> **EXERCISE INSTRUCTIONS**: In the records below, begin at the line containing "Expected output: one point per instance of the green bush, every" and end at the line containing "Expected output: one point per instance of the forest"; quote every line in that span exactly, including both boundary lines, and no others.

Records from a dataset:

===

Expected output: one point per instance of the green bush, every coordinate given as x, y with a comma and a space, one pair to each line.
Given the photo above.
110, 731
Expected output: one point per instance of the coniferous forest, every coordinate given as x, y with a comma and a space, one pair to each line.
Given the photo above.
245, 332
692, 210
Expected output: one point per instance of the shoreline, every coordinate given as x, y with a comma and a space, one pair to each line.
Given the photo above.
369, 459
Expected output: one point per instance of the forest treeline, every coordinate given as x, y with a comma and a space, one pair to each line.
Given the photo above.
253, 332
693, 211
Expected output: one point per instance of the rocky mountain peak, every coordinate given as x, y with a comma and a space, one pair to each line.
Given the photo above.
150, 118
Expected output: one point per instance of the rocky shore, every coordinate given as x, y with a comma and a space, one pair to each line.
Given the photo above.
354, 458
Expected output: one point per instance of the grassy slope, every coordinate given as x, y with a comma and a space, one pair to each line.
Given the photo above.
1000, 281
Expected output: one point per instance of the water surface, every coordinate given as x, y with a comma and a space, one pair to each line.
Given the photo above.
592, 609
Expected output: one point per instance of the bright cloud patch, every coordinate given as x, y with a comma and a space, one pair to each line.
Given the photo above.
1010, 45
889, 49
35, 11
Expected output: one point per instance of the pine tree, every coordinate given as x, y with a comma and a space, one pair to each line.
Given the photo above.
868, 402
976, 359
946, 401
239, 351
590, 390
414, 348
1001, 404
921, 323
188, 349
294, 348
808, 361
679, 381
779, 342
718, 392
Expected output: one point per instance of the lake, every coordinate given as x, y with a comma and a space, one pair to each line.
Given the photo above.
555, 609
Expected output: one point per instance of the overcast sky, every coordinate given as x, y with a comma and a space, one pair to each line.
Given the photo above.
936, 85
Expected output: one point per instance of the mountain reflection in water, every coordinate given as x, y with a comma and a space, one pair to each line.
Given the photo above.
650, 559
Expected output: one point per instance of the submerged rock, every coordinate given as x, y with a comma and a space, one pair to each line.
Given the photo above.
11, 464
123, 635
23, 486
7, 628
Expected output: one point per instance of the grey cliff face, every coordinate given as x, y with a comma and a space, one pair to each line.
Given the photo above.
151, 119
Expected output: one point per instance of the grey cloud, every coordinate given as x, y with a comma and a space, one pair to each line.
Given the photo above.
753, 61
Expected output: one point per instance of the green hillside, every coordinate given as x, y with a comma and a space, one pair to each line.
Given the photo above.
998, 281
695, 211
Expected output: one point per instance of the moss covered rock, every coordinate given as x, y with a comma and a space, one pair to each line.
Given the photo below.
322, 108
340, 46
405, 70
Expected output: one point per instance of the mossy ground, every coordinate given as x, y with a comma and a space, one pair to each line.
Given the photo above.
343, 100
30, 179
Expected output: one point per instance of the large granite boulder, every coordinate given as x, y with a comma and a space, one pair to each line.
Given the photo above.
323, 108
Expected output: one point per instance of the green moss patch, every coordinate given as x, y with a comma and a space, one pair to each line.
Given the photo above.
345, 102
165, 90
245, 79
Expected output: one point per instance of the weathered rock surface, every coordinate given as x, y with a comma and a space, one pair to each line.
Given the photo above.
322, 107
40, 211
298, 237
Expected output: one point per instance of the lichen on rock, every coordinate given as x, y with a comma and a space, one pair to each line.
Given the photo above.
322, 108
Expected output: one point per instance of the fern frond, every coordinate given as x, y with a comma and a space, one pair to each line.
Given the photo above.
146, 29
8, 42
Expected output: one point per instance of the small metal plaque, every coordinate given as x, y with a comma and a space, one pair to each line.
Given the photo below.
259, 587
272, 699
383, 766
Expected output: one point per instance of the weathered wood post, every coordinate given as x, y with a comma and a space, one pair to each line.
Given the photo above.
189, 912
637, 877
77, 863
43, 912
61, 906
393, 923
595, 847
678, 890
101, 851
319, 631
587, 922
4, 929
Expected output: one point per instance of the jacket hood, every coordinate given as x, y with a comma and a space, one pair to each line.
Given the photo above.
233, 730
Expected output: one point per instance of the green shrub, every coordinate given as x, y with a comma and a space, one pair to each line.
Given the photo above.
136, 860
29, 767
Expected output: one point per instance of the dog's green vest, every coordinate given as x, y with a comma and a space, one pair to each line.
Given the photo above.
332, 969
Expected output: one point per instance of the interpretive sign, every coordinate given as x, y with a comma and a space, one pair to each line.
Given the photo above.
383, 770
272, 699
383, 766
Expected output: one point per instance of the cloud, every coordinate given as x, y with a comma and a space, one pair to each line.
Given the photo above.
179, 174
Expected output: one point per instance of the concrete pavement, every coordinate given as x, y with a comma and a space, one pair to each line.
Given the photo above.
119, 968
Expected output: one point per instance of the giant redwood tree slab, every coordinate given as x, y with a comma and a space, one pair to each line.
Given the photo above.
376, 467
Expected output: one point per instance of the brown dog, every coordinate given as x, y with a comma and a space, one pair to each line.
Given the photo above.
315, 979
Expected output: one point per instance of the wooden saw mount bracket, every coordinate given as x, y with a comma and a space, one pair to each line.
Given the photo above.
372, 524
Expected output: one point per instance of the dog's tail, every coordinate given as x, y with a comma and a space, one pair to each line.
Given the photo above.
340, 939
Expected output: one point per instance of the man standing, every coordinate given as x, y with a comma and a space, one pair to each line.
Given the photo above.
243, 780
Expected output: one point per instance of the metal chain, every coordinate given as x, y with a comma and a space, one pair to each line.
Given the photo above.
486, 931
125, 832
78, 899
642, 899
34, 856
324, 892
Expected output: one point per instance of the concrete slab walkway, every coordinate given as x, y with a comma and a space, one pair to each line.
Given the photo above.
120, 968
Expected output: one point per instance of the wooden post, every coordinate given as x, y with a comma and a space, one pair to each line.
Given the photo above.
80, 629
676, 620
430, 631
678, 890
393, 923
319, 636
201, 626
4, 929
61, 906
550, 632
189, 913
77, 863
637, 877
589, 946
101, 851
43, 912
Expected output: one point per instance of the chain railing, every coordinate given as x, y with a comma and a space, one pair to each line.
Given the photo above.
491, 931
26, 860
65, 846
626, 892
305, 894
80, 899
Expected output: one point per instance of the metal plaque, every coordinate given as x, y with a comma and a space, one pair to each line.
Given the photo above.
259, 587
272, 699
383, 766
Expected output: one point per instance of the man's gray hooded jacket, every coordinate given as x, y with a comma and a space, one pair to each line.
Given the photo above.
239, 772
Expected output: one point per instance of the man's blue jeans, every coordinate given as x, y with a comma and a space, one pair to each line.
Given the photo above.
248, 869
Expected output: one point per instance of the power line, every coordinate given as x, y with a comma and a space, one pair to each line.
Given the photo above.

===

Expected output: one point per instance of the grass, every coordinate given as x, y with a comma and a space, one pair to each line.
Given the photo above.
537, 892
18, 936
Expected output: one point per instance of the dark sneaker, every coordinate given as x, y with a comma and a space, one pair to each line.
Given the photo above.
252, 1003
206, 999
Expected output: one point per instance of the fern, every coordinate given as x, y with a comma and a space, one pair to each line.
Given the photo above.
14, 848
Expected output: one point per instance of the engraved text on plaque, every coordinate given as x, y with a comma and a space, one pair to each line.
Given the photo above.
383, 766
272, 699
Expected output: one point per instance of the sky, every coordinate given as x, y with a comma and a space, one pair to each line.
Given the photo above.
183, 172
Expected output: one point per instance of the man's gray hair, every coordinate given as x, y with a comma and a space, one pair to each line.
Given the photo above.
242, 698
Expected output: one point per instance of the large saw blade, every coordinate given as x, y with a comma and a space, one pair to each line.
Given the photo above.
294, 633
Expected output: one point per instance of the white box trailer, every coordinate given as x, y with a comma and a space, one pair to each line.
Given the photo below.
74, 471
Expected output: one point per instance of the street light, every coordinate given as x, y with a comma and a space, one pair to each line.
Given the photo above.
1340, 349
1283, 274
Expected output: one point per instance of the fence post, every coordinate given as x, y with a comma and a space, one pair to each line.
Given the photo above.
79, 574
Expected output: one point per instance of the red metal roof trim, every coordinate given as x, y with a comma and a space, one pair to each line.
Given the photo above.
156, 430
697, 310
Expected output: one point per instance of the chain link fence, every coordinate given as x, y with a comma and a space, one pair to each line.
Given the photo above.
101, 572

===

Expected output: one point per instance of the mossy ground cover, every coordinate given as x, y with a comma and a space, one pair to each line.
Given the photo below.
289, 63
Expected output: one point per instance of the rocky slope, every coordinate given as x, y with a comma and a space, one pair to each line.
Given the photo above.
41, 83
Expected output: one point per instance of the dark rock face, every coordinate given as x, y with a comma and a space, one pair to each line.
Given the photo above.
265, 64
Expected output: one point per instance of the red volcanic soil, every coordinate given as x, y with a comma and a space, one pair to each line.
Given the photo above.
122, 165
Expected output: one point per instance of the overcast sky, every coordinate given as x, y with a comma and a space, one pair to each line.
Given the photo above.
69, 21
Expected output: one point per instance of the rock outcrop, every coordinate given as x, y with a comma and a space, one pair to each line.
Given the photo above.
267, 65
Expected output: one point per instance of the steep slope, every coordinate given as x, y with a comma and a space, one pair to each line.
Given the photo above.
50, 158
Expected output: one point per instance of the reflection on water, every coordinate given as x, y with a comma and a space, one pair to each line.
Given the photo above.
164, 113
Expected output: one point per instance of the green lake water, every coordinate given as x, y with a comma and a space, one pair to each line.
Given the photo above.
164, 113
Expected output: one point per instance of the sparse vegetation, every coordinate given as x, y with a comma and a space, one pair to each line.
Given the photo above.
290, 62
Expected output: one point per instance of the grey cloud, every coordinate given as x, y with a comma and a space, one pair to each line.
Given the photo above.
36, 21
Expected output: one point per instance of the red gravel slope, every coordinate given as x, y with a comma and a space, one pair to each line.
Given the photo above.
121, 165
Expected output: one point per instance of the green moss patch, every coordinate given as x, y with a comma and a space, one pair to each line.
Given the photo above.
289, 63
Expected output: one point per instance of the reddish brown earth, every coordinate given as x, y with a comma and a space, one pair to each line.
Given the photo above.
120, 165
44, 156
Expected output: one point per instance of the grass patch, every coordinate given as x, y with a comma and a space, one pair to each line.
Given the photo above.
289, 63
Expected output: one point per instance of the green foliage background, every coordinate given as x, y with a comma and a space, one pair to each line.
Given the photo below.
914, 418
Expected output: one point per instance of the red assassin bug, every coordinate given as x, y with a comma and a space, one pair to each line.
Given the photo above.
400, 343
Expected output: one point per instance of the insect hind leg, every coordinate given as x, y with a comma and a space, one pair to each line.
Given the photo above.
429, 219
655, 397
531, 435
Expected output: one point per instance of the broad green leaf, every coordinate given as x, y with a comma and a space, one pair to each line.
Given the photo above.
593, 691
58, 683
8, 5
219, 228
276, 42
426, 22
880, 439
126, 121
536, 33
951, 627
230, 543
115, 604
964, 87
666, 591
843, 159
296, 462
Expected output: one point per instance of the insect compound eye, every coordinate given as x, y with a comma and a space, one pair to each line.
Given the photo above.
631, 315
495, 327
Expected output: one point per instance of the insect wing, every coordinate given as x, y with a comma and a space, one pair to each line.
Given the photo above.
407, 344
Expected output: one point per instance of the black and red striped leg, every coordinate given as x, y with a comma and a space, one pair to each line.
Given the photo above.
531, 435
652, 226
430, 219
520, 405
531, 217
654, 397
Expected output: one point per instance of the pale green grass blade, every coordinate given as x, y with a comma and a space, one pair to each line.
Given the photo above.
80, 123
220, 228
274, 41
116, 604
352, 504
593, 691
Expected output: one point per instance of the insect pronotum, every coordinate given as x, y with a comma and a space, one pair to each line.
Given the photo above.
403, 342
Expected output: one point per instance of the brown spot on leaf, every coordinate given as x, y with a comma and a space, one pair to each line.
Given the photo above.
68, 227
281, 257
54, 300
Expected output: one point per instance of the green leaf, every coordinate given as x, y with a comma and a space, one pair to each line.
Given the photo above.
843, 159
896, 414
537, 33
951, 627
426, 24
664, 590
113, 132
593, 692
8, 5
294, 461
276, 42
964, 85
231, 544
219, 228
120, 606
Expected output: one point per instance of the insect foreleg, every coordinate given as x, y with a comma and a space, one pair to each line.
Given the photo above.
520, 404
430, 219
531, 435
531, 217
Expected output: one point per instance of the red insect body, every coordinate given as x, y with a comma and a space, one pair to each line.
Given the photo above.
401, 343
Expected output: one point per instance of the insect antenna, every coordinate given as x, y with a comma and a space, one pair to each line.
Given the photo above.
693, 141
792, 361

===

> **OUTPUT**:
Expected output: one point per instance of the green bush, every coordinate given as x, y with a comma and a space, one pair to each line.
Given the photo above.
110, 731
Expected output: one point per instance of the coniferous forest, every coordinate given as x, y with a comma and a space, one pair to each line.
Given the photo above.
245, 332
692, 210
Expected output: one point per instance of the shoreline, every coordinate given as x, y with a comma and a space, one pair to each line.
Given the photo above.
369, 459
Expected output: one point per instance of the forest treeline, every coordinate given as x, y with a comma and a space, one pair to each line.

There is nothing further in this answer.